[Records in a dataset]
╔══
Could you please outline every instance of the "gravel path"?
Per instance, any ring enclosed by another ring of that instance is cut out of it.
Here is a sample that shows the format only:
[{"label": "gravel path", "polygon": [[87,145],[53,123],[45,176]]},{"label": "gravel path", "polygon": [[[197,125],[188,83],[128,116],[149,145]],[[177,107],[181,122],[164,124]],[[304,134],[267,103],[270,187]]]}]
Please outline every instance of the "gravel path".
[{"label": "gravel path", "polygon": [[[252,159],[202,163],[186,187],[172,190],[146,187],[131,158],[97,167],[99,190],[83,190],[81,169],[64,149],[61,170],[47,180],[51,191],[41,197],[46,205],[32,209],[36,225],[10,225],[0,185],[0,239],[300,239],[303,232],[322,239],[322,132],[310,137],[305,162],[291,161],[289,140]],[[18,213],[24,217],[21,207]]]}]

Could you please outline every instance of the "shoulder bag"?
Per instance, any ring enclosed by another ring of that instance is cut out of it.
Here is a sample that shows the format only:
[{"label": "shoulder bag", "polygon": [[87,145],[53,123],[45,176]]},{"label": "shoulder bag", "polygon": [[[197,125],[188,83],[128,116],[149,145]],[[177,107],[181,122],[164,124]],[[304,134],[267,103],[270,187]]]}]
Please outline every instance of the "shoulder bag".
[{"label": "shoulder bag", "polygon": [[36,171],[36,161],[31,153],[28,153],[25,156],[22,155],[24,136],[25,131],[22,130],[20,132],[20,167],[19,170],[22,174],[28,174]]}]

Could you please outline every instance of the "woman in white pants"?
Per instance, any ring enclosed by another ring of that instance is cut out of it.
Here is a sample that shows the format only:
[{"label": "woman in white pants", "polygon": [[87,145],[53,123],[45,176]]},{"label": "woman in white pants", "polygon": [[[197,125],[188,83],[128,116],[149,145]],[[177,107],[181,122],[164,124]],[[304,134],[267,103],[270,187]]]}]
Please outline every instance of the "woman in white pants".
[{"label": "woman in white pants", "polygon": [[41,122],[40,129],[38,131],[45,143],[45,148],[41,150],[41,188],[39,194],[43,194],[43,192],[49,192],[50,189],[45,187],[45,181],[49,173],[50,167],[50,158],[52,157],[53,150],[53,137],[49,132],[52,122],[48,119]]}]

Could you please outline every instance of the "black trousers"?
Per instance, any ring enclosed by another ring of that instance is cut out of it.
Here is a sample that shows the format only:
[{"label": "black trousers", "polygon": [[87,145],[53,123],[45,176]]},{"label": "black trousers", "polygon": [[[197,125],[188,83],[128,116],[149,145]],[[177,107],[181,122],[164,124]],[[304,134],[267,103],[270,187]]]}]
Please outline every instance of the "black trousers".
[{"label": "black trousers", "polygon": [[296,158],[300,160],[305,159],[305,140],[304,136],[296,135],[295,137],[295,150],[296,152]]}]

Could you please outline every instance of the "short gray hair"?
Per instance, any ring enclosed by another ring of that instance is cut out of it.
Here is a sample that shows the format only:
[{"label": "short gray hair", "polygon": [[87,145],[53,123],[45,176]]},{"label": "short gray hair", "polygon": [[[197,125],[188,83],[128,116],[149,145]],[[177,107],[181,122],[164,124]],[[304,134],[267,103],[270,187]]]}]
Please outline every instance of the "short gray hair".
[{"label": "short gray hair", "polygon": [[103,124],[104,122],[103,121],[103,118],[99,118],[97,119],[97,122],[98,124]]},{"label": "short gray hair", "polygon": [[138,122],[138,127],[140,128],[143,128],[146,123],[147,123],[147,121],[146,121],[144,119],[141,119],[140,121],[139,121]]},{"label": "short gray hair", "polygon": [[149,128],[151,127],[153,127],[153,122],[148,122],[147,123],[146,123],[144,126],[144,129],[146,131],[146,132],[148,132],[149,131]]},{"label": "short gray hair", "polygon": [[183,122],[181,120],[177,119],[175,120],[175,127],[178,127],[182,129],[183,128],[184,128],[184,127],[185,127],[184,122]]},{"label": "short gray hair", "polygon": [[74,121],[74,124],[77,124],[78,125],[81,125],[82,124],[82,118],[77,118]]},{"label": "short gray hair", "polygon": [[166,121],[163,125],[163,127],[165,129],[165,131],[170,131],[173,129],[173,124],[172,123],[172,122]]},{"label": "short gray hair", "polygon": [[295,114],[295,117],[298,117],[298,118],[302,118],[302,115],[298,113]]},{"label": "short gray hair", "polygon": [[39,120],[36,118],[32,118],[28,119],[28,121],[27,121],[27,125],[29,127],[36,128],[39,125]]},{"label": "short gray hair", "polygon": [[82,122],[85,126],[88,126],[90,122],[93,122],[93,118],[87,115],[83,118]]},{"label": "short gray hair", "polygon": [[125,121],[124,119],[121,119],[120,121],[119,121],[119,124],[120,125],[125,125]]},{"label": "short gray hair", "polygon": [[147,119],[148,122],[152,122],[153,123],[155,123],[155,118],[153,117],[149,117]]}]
╚══
- DIRECTIVE -
List every line in the records that contains the string "shoulder". Matches must have the same uppercase and lowercase letters.

- WRITTEN RESPONSE -
Could you please outline every instance of the "shoulder bag"?
[{"label": "shoulder bag", "polygon": [[87,145],[53,123],[45,176]]},{"label": "shoulder bag", "polygon": [[[197,125],[188,83],[128,116],[149,145]],[[177,107],[181,122],[164,124]],[[304,134],[267,103],[270,187]]]}]
Please outline every instance of the "shoulder bag".
[{"label": "shoulder bag", "polygon": [[36,171],[36,161],[31,153],[28,153],[25,156],[22,155],[24,136],[25,131],[22,130],[20,132],[20,167],[19,170],[22,174],[28,174]]}]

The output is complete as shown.